= Exercise =
In the article on Canada-U.S. relations, what value of retaliatory tariffs on American goods did Chrystia Freeland say Canada would impose?

** Document extract follows **

If the Democratic Party nominee takes the top office following November’s U.S. presidential elections, expect a “dramatic and immediate” reset in relations with Canada, according to University of British Columbia political science professor Paul Quirk.

“There is not very much foreign policy that requires new legislation. Most of it is the positions the president takes and can change quite rapidly,” said Quirk, the Phil Lind chairman in U.S. politics and representation at the university.

“The positions that Biden would want to take are ones that are already conventional and well understood within the bureaucracy, so he wouldn’t have a great deal of trouble getting support and detail work done in order to accomplish it.”

The dynamic between Prime Minister Justin Trudeau and U.S. President Donald Trump has been bumpy, with Trump visiting Canada just once during his presidency.

It was immediately after the G7 meeting in Quebec that Trump took to Twitter to call Trudeau “dishonest” after the latter described American tariffs on Canadian aluminum and steel as “insulting.”

The Trump administration had claimed it was instituting the tariffs over national security concerns.

While the tariffs were eventually removed, Trump again stoked ire among Canadian politicians, liberal (Trudeau) and conservative (Ontario Premier Doug Ford) alike, when the American president announced he planned to re-impose aluminum tariffs this month.

In turn, Deputy Prime Minister Chrystia Freeland said Canada would return fire with $3.6 billion in tit-for-tat tariffs on American goods.

“A Biden presidency would eliminate the extreme hostility toward trade that has inconsistently driven Trump’s policies,” Quirk said. “That kind of severe anti-Canadian policy would never occur [with Biden].”

Perhaps not working against Canada is the fact that Biden’s running mate, California Sen. Kamala Harris, attended high school in Montreal.

But Canadians may wish to recall that Canada-U.S. relations have been tense in the relatively recent past, said Simon Fraser University political science professor Andy Hira.

“Remember that Trudeau’s father [Pierre Elliot Trudeau] wasn’t exactly in great relations with the U.S.,” said Hira, author of 2019’s The Great Disruption: Understanding the Populist Forces Behind Trump, Brexit, and LePen.

** End of Document extract **
** Records shown follows **

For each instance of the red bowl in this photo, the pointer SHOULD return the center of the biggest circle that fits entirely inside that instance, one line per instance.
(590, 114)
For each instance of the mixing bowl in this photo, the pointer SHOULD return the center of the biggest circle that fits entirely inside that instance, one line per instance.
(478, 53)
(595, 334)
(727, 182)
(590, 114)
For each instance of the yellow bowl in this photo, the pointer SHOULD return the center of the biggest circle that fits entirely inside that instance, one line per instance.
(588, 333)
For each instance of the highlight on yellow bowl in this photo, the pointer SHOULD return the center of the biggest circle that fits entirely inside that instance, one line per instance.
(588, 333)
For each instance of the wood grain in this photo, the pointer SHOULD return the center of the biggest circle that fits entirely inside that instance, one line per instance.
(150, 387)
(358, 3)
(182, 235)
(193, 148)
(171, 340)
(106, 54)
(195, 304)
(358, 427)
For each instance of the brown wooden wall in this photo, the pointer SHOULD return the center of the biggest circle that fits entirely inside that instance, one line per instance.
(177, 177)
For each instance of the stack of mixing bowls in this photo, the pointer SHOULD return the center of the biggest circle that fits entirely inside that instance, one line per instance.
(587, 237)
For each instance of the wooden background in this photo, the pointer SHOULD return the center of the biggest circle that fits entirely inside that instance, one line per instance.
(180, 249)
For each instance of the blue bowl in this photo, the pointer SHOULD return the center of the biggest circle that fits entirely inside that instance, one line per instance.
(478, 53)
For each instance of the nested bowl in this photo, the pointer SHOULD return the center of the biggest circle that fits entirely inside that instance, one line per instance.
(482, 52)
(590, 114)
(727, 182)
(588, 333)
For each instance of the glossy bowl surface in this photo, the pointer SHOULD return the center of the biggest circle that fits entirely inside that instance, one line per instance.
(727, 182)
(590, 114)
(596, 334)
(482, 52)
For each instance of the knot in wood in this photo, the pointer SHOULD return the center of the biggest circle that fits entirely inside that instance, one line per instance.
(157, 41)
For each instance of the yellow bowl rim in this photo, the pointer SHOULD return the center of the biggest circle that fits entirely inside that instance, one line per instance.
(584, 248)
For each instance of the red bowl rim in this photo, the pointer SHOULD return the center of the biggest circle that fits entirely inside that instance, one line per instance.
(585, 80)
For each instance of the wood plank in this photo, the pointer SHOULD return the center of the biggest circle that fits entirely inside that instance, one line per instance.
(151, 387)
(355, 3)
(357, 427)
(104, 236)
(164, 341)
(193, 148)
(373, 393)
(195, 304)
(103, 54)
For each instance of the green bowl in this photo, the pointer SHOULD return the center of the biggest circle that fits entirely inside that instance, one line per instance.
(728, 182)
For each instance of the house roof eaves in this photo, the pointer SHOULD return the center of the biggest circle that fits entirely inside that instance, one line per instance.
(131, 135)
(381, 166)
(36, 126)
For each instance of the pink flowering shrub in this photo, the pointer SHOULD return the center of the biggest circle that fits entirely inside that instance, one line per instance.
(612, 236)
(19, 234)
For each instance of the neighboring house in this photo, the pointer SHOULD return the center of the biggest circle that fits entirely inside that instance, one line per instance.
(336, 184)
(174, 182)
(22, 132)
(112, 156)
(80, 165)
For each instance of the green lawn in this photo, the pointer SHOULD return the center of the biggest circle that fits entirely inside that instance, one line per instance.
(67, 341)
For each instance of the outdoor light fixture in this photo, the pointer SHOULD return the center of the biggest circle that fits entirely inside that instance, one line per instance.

** End of Records shown **

= Result for this task =
$3.6 billion.